TASK PROMPT:
Down to the final character, output the records below as they stand.

Top of GIVEN DATA

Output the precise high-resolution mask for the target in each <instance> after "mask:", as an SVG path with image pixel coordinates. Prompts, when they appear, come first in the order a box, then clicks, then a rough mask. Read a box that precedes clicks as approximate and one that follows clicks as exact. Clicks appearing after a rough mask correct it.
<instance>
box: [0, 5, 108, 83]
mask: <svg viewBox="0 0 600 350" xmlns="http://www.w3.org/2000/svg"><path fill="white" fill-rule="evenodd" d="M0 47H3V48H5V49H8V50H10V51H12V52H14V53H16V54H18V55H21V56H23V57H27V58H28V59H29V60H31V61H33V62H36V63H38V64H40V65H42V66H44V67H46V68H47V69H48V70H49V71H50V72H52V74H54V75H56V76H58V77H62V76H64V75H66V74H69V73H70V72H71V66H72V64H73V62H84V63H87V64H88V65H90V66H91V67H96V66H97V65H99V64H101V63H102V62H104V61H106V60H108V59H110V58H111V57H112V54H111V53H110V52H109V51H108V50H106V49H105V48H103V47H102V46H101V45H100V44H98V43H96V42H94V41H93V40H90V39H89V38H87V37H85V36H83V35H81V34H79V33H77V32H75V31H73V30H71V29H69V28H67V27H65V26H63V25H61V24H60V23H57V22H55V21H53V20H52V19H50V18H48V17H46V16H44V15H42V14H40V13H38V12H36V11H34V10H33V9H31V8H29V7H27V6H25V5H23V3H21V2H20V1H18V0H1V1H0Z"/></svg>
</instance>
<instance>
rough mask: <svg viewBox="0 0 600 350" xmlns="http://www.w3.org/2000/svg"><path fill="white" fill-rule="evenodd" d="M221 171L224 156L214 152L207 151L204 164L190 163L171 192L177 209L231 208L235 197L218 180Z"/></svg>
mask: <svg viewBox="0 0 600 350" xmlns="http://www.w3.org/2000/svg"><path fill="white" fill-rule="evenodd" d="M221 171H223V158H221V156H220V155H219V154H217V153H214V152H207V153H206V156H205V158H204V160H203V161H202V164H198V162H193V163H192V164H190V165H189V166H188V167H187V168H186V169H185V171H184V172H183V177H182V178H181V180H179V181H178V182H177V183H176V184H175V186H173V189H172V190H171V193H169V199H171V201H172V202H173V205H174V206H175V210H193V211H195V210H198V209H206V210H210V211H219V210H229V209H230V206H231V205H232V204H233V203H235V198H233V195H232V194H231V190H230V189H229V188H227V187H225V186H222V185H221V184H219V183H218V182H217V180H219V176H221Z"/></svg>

Bottom of GIVEN DATA

RESULT:
Output the precise high-resolution mask for the target in each <instance> after "mask:", as an SVG path with image pixel coordinates. Prompts, when they appear, come first in the order a box, then clicks, then a rough mask. Read a box that precedes clicks as approximate and one that follows clicks as exact. Clicks appearing after a rough mask correct it.
<instance>
box: [0, 5, 108, 83]
mask: <svg viewBox="0 0 600 350" xmlns="http://www.w3.org/2000/svg"><path fill="white" fill-rule="evenodd" d="M0 47H3V48H5V49H8V50H10V51H12V52H14V53H16V54H18V55H21V56H23V57H27V58H28V59H29V60H31V61H33V62H36V63H38V64H40V65H42V66H44V67H46V68H47V69H48V70H49V71H50V72H52V74H54V75H56V76H58V77H62V76H64V75H66V74H69V73H70V72H71V66H72V64H73V62H84V63H87V64H88V65H90V66H91V67H96V66H97V65H99V64H101V63H102V62H104V61H106V60H108V59H110V58H111V57H112V54H111V53H110V52H109V51H108V50H106V49H105V48H103V47H102V46H101V45H100V44H98V43H96V42H94V41H93V40H90V39H89V38H87V37H85V36H83V35H81V34H79V33H77V32H75V31H73V30H71V29H69V28H67V27H65V26H63V25H61V24H60V23H57V22H55V21H53V20H52V19H50V18H48V17H46V16H44V15H42V14H40V13H38V12H36V11H34V10H33V9H31V8H29V7H27V6H25V5H23V3H21V2H20V1H18V0H1V1H0Z"/></svg>
</instance>
<instance>
rough mask: <svg viewBox="0 0 600 350" xmlns="http://www.w3.org/2000/svg"><path fill="white" fill-rule="evenodd" d="M221 171L224 156L214 152L207 151L204 164L190 163L171 192L177 209L231 208L235 197L218 180Z"/></svg>
mask: <svg viewBox="0 0 600 350" xmlns="http://www.w3.org/2000/svg"><path fill="white" fill-rule="evenodd" d="M221 171H223V158H221V156H220V155H219V154H217V153H214V152H207V153H206V156H205V158H204V160H203V161H202V164H198V162H193V163H192V164H190V165H189V166H188V167H187V168H186V169H185V171H184V172H183V177H182V178H181V180H179V181H178V182H177V183H176V184H175V186H173V189H172V190H171V193H169V199H171V201H172V202H173V205H174V206H175V210H193V211H195V210H198V209H206V210H210V211H219V210H229V209H230V206H231V205H232V204H233V203H235V198H233V195H232V194H231V190H230V189H229V188H227V187H225V186H222V185H221V184H219V183H218V182H217V180H219V176H221Z"/></svg>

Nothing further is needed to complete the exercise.